Scientific classification
- Kingdom: Plantae
- Clade: Tracheophytes
- Clade: Angiosperms
- Clade: Eudicots
- Clade: Asterids
- Order: Asterales
- Family: Goodeniaceae
- Genus: Scaevola
- Species: S. gaudichaudii
- Binomial name: Scaevola gaudichaudii Hook. & Arn.
- Synonyms: Lobelia gaudichaudii Kuntze ; Scaevola menziesiana Cham. ; Scaevola montana Gaudich. ; Scaevola swezeyana Rock ; Temminckia menziesiana (Cham.) de Vriese ;

= Scaevola gaudichaudii =

- Genus: Scaevola (plant)
- Species: gaudichaudii
- Authority: Hook. & Arn.
- Conservation status: G2

Species of shrub

Scaevola gaudichaudii, the ridgetop naupaka, is a yellow-flowered shrub in the family Goodeniaceae endemic to Hawaii. Like other Scaevola called mountain or ridgetop naupaka, this species is commonly called naupaka kuahiwi in Hawaiian. It was first described by William J. Hooker and George Arnott Walker-Arnott in 1832 in the Botany of Captain Beechey's Voyage... and was given the specific epithet, gaudichaudii, to honour Charles Gaudichaud-Beaupré.

==Description==
It grows to a height of 6 ft, spreading to a diameter of 8 ft and has a life span of about five years. Scaevola gaudichaudii likes full sun and harsh, dry, and windy locations. The plant is well known for producing very distinct half-flowers. It flowers year round with weakly fragrant blossoms that vary in colour from dark yellow, brownish-yellow to pinkish. The drupes are small and purple, and the seeds are about 5.6 mm in length. The leaves are from 1 in to 2 in long and are slightly toothed.

Stored data entries
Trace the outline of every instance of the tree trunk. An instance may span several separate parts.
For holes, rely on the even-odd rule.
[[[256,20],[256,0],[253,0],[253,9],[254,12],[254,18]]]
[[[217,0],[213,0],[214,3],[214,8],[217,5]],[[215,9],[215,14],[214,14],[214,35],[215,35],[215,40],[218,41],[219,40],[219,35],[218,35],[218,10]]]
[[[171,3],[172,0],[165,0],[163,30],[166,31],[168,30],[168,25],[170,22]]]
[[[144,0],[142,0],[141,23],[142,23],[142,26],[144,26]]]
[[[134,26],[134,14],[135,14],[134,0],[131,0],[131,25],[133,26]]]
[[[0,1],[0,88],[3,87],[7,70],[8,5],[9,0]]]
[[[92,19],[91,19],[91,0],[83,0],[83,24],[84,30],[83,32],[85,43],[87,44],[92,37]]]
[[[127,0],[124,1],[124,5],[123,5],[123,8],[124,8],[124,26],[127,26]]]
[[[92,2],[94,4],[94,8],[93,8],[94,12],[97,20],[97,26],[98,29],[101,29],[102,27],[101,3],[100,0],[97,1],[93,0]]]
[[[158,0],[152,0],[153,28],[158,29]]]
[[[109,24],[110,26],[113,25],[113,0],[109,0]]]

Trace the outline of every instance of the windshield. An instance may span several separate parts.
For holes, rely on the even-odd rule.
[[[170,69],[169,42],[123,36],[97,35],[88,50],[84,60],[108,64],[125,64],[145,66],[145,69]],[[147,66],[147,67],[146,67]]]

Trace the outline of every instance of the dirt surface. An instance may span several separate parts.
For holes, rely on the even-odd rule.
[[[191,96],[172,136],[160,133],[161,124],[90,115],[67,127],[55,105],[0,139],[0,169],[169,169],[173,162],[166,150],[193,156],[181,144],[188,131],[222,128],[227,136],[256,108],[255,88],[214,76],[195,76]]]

Problems to solve —
**a)** Reproduce the ridgetop naupaka article word for word, starting with "Scaevola gaudichaudii, the" and going on through "honour Charles Gaudichaud-Beaupré.".
**b)** List every synonym that the ridgetop naupaka article gives for Scaevola gaudichaudii, including its author citation.
**c)** Continue the ridgetop naupaka article from its final sentence, about the leaves.

Answers for the exercise —
**a)**
Scaevola gaudichaudii, the ridgetop naupaka, is a yellow-flowered shrub in the family Goodeniaceae endemic to Hawaii. Like other Scaevola called mountain or ridgetop naupaka, this species is commonly called naupaka kuahiwi in Hawaiian. It was first described by William J. Hooker and George Arnott Walker-Arnott in 1832 in the Botany of Captain Beechey's Voyage... and was given the specific epithet, gaudichaudii, to honour Charles Gaudichaud-Beaupré.

**b)**
- Lobelia gaudichaudii Kuntze
- Scaevola menziesiana Cham.
- Scaevola montana Gaudich.
- Scaevola swezeyana Rock
- Temminckia menziesiana (Cham.) de Vriese

**c)**
== Distribution and habitat ==
Scaevola gaudichaudii is endemic to the Hawaiian Islands and can be found on Kauaʻi, Oʻahu, Molokaʻi, Lanaʻi, Maui, and Hawaiʻi Island. It flourishes in dry to mesic forests, which sets it apart from other mountain naupaka that tend to inhabit damper areas at higher altitudes.

== Human use ==
Flowers of Scaevola gaudichaudii are somewhat fragrant and incorporated into lei. The fruits produced by the plant were used by early Hawaiians to make a purplish black dye. This purple dye was used in the making of kapa.

== Cultural significance ==
Scaevola gaudichaudii, and the handful of other ridgetop or mountain naupaka, are included in Hawaiian moʻolelo. The plantsʻs story has many variations, but the main points entail a young man and woman falling in love only to become separated. The flowers are representations of the lovers, with the joining of the two halves from seaside naupaka and mountaintop naupaka being representative of their reunion.

== Conservation status ==
In regards to its endangerment, Scaevola gaudichaudii is currently ranked as imperiled or under G2 status by NatureServe. The plant is known for being resistant to pests, but can be easily overwhelmed by ant infestations, which attract scale bugs, aphids, and other insects that suck away at its nutrients.